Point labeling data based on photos
——————
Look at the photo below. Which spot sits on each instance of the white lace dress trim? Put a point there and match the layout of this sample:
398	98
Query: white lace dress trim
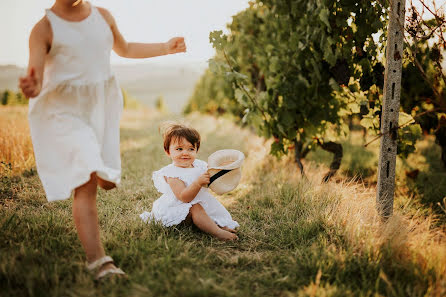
170	211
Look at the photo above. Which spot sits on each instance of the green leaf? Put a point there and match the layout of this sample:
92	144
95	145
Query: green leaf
367	122
323	16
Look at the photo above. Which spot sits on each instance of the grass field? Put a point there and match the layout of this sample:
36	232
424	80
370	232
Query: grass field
298	237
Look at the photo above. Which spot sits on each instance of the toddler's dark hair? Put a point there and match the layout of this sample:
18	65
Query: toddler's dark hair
172	131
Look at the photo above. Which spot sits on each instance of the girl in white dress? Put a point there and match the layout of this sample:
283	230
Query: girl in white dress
182	184
76	107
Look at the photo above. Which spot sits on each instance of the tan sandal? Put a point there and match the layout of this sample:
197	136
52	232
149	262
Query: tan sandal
101	262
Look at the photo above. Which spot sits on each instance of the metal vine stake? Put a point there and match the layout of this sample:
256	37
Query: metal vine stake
390	109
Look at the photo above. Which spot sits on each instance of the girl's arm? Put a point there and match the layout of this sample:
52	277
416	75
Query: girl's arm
39	45
187	194
140	50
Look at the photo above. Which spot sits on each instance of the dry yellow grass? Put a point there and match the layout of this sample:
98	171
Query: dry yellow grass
409	240
16	151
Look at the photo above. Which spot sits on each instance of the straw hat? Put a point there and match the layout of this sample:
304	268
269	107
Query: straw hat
224	167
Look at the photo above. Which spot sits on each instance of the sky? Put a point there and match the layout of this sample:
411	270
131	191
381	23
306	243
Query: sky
138	21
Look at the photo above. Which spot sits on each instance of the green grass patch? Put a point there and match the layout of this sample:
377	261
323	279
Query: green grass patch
292	239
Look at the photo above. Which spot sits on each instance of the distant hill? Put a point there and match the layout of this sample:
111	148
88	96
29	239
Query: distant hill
145	82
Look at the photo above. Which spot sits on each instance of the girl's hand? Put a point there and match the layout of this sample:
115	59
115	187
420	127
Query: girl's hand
175	45
30	84
203	180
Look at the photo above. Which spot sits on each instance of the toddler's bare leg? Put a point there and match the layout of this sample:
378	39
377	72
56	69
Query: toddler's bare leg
229	229
85	216
206	224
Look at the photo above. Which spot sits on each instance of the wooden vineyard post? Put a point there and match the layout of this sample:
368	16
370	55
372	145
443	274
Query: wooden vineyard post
390	109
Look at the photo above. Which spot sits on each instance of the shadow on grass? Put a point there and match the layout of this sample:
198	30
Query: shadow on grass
357	160
430	184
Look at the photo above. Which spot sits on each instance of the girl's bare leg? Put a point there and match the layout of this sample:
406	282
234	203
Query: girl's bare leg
85	216
206	224
229	229
106	185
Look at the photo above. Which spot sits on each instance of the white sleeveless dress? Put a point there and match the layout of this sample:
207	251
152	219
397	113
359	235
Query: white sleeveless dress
74	121
170	211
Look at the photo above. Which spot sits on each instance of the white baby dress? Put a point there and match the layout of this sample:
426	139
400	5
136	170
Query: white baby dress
170	211
74	121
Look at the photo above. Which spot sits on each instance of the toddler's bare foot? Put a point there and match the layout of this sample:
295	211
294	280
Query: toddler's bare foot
226	235
229	229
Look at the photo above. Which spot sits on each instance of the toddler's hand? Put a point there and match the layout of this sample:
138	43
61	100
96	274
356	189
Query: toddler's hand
29	84
203	180
176	45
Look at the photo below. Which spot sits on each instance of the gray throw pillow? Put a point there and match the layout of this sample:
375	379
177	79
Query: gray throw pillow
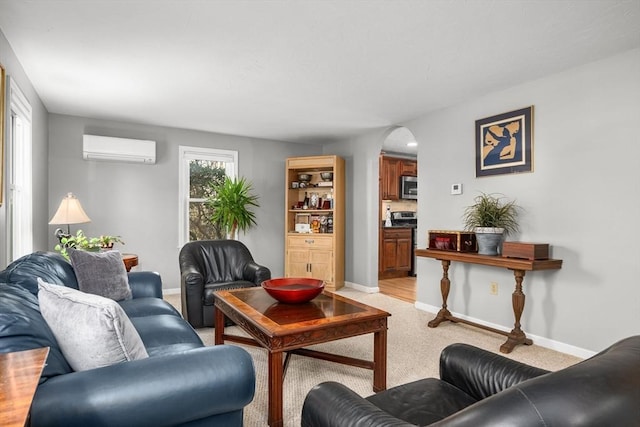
——————
* TASK PROMPT *
Collect every line of the rows above that contains the string "shadow", treating uppercase and lowercase letters as distinct.

* SOLUTION FOR THIS PROBLEM *
Look at the photo above. Which spot sits on each instance of the shadow on grass? Put a point there and match the layout of this sample:
Query: shadow on grass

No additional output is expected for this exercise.